# 1980's Shogun 400...just brought it home



## HARPO (Jun 23, 2021)

I actually had this exact same bike many, many years ago and sold it. Same size, color, etc. And like the one I had, this is _all original_, right down to the tires that still hold air. 😎

Entry level bike, I know, but I remember it riding so nicely when I had it. This one is filthy and needs major love, but it's what I like to do.

The bike had been on Craigslist for a while at $200, and recently dropped to $100. I called the guy and I went to see it. We had a nice conversation about things he buys and sells, and I told him what I do with the bikes. So, after telling him it wasn't worth that much money to me, he said he got it from a house cleanup and it was in the Garage. He said to make him an offer, and I did, for $50. He smiled and said "It's Yours". 🙂


----------



## HARPO (Jun 23, 2021)

...and more...


----------



## juvela (Jun 23, 2021)

-----

HARPO Manor shall henceforth be known as The Shogunate  😀


-----


----------



## HARPO (Jun 23, 2021)

This Puppy sat for a _looooong_ time waiting me to come and rescue it. 😁


----------



## 1motime (Jun 23, 2021)

**DIRECTION 1:** Pull out the passage of the Shogun 400 thread starting at "# 1980's Shogun" and ending at "like to do.".
**DIRECTION 2:**
Answer these about the Shogun 400 thread:
(a) What price was the bike first listed at on Craigslist?
(b) How much did HARPO offer for it?
(c) What did juvela say HARPO Manor would henceforth be known as?
**DIRECTION 3:** Carry on the Shogun 400 thread from its last line.

**GIVEN DATA:**
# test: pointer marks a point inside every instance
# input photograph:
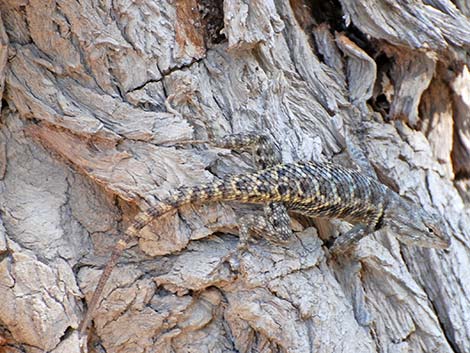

**TASK RESULT 1:**
# 1980's Shogun 400...just brought it home



## HARPO (Jun 23, 2021)

I actually had this exact same bike many, many years ago and sold it. Same size, color, etc. And like the one I had, this is _all original_, right down to the tires that still hold air. 😎

Entry level bike, I know, but I remember it riding so nicely when I had it. This one is filthy and needs major love, but it's what I like to do.

**TASK RESULT 2:**
(a) $200
(b) $50
(c) The Shogunate

**TASK RESULT 3:**
It's dirty but the alloy surfaces look good.  Should polish up nicely.  Good luck with the paint.  That might take a bit of elbow grease!  Have fun


----------



## HARPO (Jun 23, 2021)

@1motime  I wiped a section of the down tube with a wet paper towel. Dirt came right off to expose nice, shiny burgandy paint. I don't think this will be quite as bad as I had originally thought. 😎


----------



## Tim s (Jun 23, 2021)

Nice project Harpo, enjoy. Tim


----------



## juvela (Jun 23, 2021)

-----

these twist spider chainsets are fun

IIRC the OFMEGA Mistral was the first

EDCO also did one there in CH

HARPO is going to have this beast concours ready in two shakes of a lamb's tail    😃 🚴‍♂️


-----


----------



## GTs58 (Jun 23, 2021)

I have a set of Araya's like that. They came on this so I had to correct the situation.   😜


----------



## HARPO (Jun 24, 2021)

I do remember that the seat was _very_ uncomfortable and changed it out almost immediately. Also, the pedals seemed narrower if I remember correctly. 😕

A little nervous about the spotty rust that seems to be permeating through the head tube. Haven't tried to examine it closer, but just really noticed it in the photo. Initially I thought it was dirt, but now it doesn't appear to be. 🙄


----------



## CavemanJoe (Jun 24, 2021)

Not bad!  My 'new to me' Fuji will need a little more TLC. Good luck with your latest find!


----------



## juvela (Jun 24, 2021)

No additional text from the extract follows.